WHAT IS BEING ASKED
Transcribe every record below line for line, leaving out the pictures.

####

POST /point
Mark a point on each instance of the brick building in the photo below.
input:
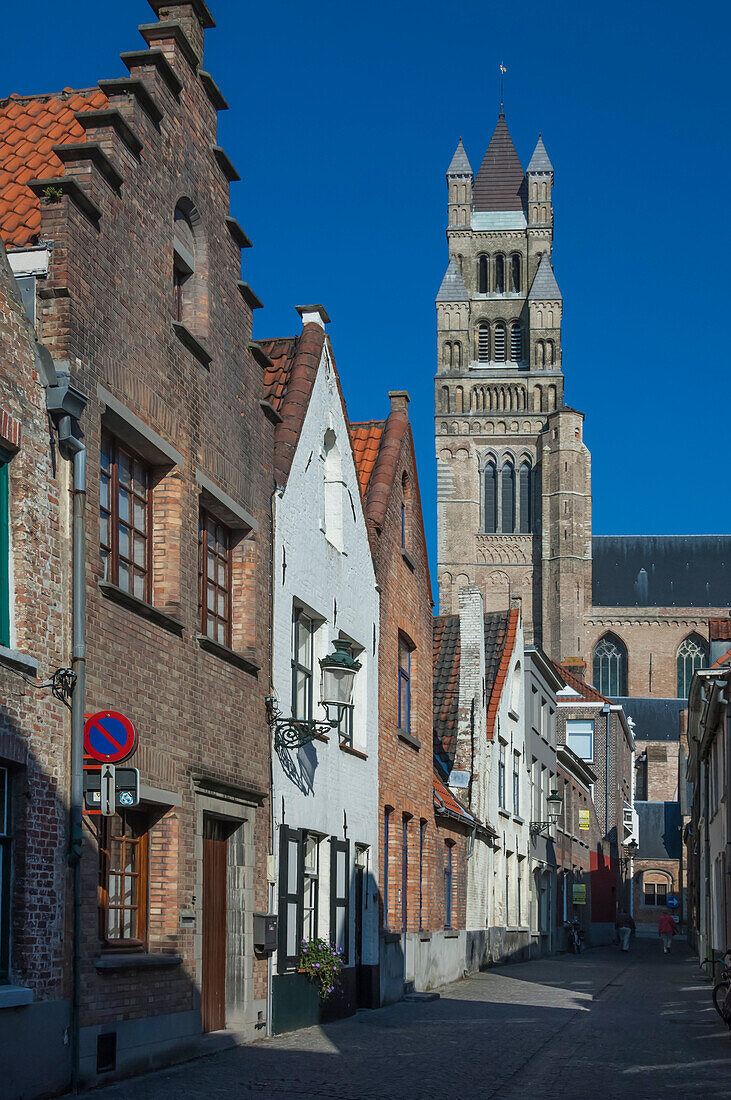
(114, 209)
(422, 829)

####

FULL RESPONSE
POST /point
Mark a point on each instance of the brick building in the photo below.
input:
(114, 209)
(422, 829)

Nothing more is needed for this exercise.